«…муки творчества, что нам приписывает литература, — мне просто непонятны, я человек рабочий. Если трудно — то не нужно, сказал еще давно философ Г. С. Сковорода. Повторю за ним и я!
Я не берусь „определить“, что такое творчество и что ремесло, мастерство, уменье, „самовыражение“ и т. д. Пишу, когда светло. Живет довольно самостоятельно рука. А когда я пишу, ей владеет даже не воля и мысль, а нечто вроде Сократовского „деймона“. Но руке нельзя все же давать полной воли, и надо „учить“, чтобы не была „вялой“, не было бы „чистописания“ и не форсила бы своим уменьем.
„Чистописание“ и „лихописание“ — одинаково плохо.
Это правило скромности руки, может, не все принимают и понимают. Но! Как хорошо принял это Боннар и из умелого рисовальщика японского типа стал нежнейшим живописцем, будто и „рисовать“-то совсем никогда не умел.
Ну а духовная сторона — что она собой представляет — То, не ведомо что…»
Татьяна Алексеевна Лебедева родилась в Нижнем Новгороде в интеллигентной и одаренной семье. (Ее брат Сергей Лебедев – академик и отец советской кибернетики, создатель первого нашего компьютера).

- _ИСХОДНЫЕ ЗАПИСИ_

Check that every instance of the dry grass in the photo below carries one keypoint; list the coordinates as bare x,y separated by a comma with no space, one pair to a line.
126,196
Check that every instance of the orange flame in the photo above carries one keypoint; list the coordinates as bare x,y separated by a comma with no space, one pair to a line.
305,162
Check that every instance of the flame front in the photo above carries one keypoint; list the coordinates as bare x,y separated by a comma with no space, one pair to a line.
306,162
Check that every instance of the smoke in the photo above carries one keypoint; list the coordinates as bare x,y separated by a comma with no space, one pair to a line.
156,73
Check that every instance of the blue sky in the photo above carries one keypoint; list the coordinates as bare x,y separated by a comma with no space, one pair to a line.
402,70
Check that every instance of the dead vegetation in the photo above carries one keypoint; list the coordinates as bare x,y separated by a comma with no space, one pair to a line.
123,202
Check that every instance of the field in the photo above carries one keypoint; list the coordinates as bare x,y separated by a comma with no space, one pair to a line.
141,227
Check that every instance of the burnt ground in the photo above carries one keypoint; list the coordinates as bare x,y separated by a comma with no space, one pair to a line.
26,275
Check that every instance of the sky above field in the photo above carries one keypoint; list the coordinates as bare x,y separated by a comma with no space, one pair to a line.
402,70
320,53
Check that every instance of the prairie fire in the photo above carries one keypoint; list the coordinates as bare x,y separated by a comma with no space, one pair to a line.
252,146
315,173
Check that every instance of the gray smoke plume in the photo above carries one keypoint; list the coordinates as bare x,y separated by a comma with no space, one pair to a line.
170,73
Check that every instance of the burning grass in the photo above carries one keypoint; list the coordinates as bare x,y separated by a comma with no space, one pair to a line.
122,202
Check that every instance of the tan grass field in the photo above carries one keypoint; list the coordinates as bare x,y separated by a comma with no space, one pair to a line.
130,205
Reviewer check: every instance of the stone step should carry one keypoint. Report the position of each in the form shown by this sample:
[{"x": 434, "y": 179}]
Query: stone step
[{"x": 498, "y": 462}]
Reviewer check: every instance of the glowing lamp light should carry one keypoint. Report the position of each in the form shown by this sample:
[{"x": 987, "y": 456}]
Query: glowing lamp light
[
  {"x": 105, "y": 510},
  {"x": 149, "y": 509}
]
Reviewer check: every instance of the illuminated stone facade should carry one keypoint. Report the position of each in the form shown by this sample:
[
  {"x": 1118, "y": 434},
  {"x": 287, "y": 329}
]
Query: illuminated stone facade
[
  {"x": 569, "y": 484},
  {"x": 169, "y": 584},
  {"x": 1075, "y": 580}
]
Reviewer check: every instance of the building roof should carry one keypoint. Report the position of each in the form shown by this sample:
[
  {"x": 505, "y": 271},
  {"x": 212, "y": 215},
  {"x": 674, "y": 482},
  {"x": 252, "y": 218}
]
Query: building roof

- _ЗАДАНИЯ_
(1) Ответьте по тексту для чтения:
(а) Чьи слова «Если трудно — то не нужно» приводятся в тексте?
(б) Кто, согласно тексту, стал нежнейшим живописцем?
(в) В каком городе родилась Татьяна Алексеевна Лебедева?
(2) Повторите фрагмент текста для чтения, начиная со слов «Я не берусь» и заканчивая словами «бы своим уменьем.».

- _ГОТОВЫЕ ОТВЕТЫ_
(1)
(а) Философа Г. С. Сковороды.
(б) Боннар.
(в) В Нижнем Новгороде.

(2)
Я не берусь „определить“, что такое творчество и что ремесло, мастерство, уменье, „самовыражение“ и т. д. Пишу, когда светло. Живет довольно самостоятельно рука. А когда я пишу, ей владеет даже не воля и мысль, а нечто вроде Сократовского „деймона“. Но руке нельзя все же давать полной воли, и надо „учить“, чтобы не была „вялой“, не было бы „чистописания“ и не форсила бы своим уменьем.